**Problem requirements**
Starting at the line that contains "of the string" and continuing through the end of the items, render those items as a two-column CSV with the headers item_text and answer. Give each item its own row, and put each value in one quoted field with line breaks changed to spaces.

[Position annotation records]
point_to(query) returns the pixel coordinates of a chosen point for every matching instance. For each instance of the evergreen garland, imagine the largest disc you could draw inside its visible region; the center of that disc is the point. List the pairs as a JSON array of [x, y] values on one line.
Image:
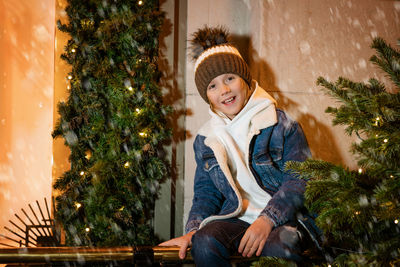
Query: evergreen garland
[[114, 123], [359, 210]]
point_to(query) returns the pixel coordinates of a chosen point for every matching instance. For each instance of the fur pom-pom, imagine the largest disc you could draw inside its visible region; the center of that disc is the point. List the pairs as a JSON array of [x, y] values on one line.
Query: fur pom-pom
[[207, 37]]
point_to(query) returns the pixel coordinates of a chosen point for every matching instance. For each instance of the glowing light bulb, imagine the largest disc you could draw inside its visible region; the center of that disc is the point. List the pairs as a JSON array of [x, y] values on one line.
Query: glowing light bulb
[[88, 154]]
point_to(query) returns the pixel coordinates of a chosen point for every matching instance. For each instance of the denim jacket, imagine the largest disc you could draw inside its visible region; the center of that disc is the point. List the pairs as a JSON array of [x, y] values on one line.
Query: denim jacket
[[215, 197]]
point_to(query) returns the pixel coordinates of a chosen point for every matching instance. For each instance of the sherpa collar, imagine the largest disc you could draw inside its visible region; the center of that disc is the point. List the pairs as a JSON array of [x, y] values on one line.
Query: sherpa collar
[[263, 119]]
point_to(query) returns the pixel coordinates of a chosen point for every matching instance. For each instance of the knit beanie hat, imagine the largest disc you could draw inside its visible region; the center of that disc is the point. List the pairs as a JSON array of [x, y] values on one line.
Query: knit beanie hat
[[214, 54]]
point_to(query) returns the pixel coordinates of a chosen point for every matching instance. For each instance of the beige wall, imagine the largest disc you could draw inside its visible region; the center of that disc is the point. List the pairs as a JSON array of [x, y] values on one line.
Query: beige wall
[[26, 105], [289, 44]]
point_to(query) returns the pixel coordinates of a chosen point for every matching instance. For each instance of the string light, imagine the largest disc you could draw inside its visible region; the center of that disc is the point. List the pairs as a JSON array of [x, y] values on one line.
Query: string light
[[88, 154]]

**Reply**
item_text,answer
"point_to(query) returns the pixel coordinates of a chosen point for every matching instance. For each instance of the string light, imagine the largest disc you could draw inside its visible region; the center of that disc is the point. List the pairs as a JSON array of [x, y] values on one line. Query: string light","[[88, 154]]"